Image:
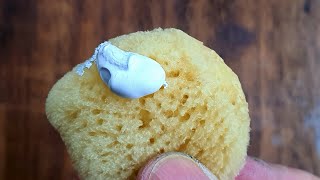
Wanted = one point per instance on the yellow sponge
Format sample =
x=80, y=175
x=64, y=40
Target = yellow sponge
x=203, y=112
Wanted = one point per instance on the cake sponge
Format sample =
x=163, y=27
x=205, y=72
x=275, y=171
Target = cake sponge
x=202, y=112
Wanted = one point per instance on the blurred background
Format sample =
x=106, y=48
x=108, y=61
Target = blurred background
x=272, y=45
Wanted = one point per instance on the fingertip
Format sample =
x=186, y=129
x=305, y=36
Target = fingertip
x=174, y=165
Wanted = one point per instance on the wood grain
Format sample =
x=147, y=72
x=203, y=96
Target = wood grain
x=272, y=45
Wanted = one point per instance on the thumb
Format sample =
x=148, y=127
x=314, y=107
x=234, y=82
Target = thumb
x=174, y=166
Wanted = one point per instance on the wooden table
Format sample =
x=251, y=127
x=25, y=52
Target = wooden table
x=273, y=45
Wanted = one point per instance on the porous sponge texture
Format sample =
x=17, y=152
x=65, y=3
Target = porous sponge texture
x=203, y=112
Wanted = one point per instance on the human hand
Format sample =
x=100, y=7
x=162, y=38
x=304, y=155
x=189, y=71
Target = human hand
x=178, y=166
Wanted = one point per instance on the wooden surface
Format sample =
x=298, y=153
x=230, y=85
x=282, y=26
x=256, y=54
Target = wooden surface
x=273, y=45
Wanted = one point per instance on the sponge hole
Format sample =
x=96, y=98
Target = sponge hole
x=146, y=117
x=119, y=127
x=151, y=140
x=168, y=114
x=99, y=121
x=72, y=115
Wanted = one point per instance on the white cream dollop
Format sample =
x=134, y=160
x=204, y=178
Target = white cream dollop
x=127, y=74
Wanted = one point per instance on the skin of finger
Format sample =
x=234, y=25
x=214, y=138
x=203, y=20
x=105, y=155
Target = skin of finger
x=173, y=169
x=257, y=169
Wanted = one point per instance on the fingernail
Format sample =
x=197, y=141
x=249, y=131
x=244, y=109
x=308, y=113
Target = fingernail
x=175, y=165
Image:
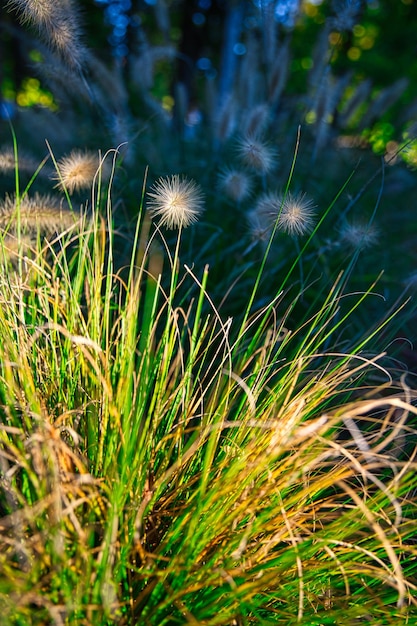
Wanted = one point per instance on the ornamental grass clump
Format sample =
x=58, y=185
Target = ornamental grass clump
x=162, y=463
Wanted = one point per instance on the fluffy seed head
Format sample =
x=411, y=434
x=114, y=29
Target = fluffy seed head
x=77, y=171
x=177, y=201
x=39, y=213
x=297, y=214
x=358, y=236
x=235, y=184
x=263, y=217
x=256, y=155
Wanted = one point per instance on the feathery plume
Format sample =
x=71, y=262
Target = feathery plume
x=58, y=25
x=38, y=214
x=236, y=184
x=77, y=170
x=177, y=201
x=297, y=214
x=264, y=216
x=257, y=155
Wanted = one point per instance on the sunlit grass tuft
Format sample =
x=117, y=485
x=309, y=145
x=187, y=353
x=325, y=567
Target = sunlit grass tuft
x=161, y=464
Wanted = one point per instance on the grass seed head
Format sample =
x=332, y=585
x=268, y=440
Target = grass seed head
x=39, y=213
x=257, y=155
x=297, y=214
x=77, y=171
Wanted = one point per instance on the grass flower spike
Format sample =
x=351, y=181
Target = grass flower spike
x=39, y=213
x=177, y=201
x=257, y=155
x=297, y=214
x=77, y=170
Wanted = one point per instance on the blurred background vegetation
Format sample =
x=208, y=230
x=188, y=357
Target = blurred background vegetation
x=176, y=84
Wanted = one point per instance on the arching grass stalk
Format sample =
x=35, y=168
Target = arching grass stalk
x=271, y=238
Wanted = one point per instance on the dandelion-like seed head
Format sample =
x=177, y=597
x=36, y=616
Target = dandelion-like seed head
x=297, y=214
x=359, y=235
x=236, y=184
x=77, y=170
x=177, y=202
x=257, y=155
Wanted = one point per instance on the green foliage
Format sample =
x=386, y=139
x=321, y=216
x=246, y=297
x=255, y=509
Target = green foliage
x=211, y=424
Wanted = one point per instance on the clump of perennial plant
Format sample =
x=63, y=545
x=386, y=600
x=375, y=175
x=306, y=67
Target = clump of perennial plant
x=77, y=170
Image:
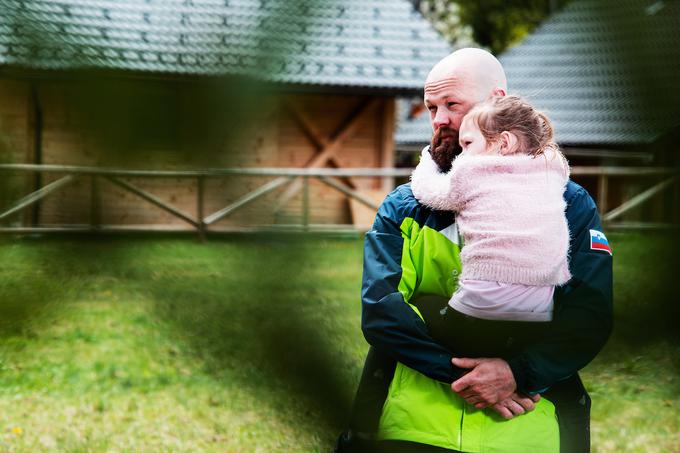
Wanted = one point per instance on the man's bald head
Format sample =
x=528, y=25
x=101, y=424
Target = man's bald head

- - - - - - -

» Written exercise: Please reproduce the records above verbatim, from the line with "Wanted = one point per instance on the fingertip" to the line with "x=175, y=165", including both of those lines.

» Solution:
Wanted = one point per instance on the fingertip
Format sample =
x=186, y=129
x=305, y=36
Target = fingertip
x=174, y=165
Wanted = one point per instance on the wood grain
Format sample =
x=147, y=72
x=203, y=96
Target = wood grain
x=272, y=45
Wanted = one point per instance on the thumb
Format sample =
x=148, y=127
x=314, y=107
x=234, y=82
Target = thumb
x=174, y=166
Wanted = one point per instance on the wooden table
Format sample =
x=251, y=127
x=25, y=52
Target = wooden table
x=273, y=45
Wanted = one point per instance on the porous sponge texture
Format sample =
x=17, y=152
x=65, y=3
Target = porous sponge texture
x=203, y=112
Wanted = one point per instance on the human hand
Format sample =
x=100, y=7
x=162, y=38
x=304, y=155
x=189, y=71
Target = human hand
x=178, y=166
Wanted = one point per instance on the wooden surface
Format sample =
x=298, y=153
x=230, y=85
x=282, y=26
x=256, y=54
Target = wooden surface
x=273, y=45
Wanted = one point per instance on the sponge hole
Format sample =
x=96, y=98
Target = sponge hole
x=146, y=117
x=119, y=127
x=151, y=140
x=168, y=114
x=99, y=121
x=72, y=115
Wanted = one point per instance on the white cream dollop
Format sample =
x=134, y=160
x=204, y=178
Target = white cream dollop
x=127, y=74
Wanted = one point per instance on the skin of finger
Format sample =
x=234, y=25
x=214, y=138
x=203, y=20
x=105, y=155
Target = skin of finger
x=173, y=169
x=257, y=169
Wanted = one point per instance on the fingernail
Format sample =
x=197, y=141
x=249, y=131
x=244, y=109
x=308, y=113
Target = fingernail
x=175, y=165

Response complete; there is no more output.